→ Data listing:
START

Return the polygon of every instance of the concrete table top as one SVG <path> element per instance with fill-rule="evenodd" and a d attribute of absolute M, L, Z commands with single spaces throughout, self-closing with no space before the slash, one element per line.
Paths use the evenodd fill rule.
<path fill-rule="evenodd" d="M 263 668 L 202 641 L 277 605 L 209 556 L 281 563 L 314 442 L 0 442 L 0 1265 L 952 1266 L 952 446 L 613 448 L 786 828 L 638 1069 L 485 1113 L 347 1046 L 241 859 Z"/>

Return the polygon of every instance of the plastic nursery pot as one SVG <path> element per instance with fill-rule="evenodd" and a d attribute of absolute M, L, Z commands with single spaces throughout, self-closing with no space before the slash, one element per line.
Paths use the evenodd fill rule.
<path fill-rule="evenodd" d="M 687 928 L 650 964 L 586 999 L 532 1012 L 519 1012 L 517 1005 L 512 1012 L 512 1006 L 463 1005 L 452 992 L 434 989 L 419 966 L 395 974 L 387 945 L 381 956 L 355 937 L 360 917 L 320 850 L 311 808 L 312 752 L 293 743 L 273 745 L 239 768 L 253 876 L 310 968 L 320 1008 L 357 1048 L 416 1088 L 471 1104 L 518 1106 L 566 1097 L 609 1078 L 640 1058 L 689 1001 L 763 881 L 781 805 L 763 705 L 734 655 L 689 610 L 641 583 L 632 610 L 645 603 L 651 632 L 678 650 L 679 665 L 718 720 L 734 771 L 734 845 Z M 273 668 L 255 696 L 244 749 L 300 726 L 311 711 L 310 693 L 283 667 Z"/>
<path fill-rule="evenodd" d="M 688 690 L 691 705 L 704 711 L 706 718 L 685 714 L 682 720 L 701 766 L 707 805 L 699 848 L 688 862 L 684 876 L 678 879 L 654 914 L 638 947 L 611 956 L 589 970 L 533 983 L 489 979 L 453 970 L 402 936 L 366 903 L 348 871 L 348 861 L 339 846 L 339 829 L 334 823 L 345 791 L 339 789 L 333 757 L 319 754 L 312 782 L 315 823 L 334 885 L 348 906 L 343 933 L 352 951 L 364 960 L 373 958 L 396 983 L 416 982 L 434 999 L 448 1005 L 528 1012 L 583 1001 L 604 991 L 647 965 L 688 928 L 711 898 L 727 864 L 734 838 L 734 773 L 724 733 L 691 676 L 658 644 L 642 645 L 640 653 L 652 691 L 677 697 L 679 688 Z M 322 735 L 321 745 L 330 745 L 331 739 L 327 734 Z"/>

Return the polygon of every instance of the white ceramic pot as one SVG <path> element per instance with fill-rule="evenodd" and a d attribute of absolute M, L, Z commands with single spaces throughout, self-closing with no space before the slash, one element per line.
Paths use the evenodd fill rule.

END

→ Stated problem: Print everything from the line containing "Return the polygon of every instance of the white" down to the end of the items above, reproducing each line without changes.

→ The answer:
Return the polygon of every instance of the white ceramic pot as one SVG <path> element per instance with fill-rule="evenodd" and a d attribute of absolute M, L, Z commands with single spaces throughout, self-closing with no space before the slash, one element per line.
Paths use the evenodd fill rule.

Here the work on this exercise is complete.